> _Passage shown_:
▼

New capacity mechanisms approved
Two weeks before the ITRE vote, the European Commission approved capacity mechanisms in six member states, including Poland. The move was criticised by some members of parliament (MEPs) and environmental groups.
Claude Turmes, energy spokesperson for the Greens/European Free Alliance Group criticised the Commission’s competition directorate (DG COMP) for having “waived the Polish capacity mechanism that will pour millions of euros to coal-fired power plants for the next twenty years,” adding that “this is a scandalous intervention of DG COMP in the middle of a co-decision process.”
Although these capacity mechanisms will have to comply with the post-2020 rules, the Council has already hinted that existing mechanisms could be exempt from the regulation.

▲

> _Required tasks_:
- A) In the passage on new capacity mechanisms, in how many member states did the European Commission approve capacity mechanisms?
- B) Condense the paragraph beginning "Claude Turmes, energy spokesperson" from the passage on new capacity mechanisms into a short bulleted list that keeps its main facts.
- C) Translate this sentence from the passage on new capacity mechanisms into Spanish: "Although these capacity mechanisms will have to comply with the post-2020 rules, the Council has already hinted that existing mechanisms could be exempt from the regulation."

> _Given records_:
▼

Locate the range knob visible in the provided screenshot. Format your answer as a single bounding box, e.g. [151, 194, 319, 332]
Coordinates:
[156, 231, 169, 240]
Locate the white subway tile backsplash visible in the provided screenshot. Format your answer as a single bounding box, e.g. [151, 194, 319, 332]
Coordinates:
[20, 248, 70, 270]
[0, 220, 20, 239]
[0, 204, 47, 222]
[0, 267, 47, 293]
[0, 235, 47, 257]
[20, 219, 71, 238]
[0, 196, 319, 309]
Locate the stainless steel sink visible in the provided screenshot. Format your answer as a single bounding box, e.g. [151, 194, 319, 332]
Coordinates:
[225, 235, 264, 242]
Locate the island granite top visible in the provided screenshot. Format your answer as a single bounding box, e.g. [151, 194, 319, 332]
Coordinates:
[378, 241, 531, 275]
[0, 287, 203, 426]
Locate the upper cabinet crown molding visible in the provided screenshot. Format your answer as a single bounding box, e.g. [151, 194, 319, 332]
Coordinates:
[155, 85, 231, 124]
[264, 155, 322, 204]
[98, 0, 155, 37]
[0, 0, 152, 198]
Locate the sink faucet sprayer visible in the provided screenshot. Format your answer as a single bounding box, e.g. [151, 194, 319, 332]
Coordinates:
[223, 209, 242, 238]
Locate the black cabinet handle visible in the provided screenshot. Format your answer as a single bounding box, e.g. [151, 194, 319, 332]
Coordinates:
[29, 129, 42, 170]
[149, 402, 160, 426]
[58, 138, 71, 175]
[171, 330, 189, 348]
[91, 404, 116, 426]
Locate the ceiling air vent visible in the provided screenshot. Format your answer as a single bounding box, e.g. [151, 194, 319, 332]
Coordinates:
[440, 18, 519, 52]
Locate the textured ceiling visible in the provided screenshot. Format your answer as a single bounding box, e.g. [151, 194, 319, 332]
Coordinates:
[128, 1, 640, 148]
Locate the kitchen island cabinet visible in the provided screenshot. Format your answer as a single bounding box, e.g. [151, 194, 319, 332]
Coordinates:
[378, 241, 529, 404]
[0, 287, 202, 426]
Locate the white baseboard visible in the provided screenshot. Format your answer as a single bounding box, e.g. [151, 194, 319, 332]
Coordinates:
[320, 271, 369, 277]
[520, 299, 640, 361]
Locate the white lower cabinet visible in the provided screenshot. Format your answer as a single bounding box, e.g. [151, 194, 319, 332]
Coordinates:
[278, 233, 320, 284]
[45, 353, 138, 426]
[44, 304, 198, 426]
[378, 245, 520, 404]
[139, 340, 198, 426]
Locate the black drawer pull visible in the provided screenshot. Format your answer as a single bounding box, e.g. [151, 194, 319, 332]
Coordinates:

▲

> _Answers given_:
- A) Six member states, including Poland.

- B)
- Claude Turmes is energy spokesperson for the Greens/European Free Alliance Group.
- He criticized the Commission's competition directorate (DG COMP) for waiving the Polish capacity mechanism.
- He said that mechanism will pour millions of euros into coal-fired power plants for the next twenty years.
- He called it a scandalous intervention by DG COMP in the middle of a co-decision process.

- C) Aunque estos mecanismos de capacidad tendrán que cumplir las normas posteriores a 2020, el Consejo ya ha insinuado que los mecanismos existentes podrían quedar exentos del reglamento.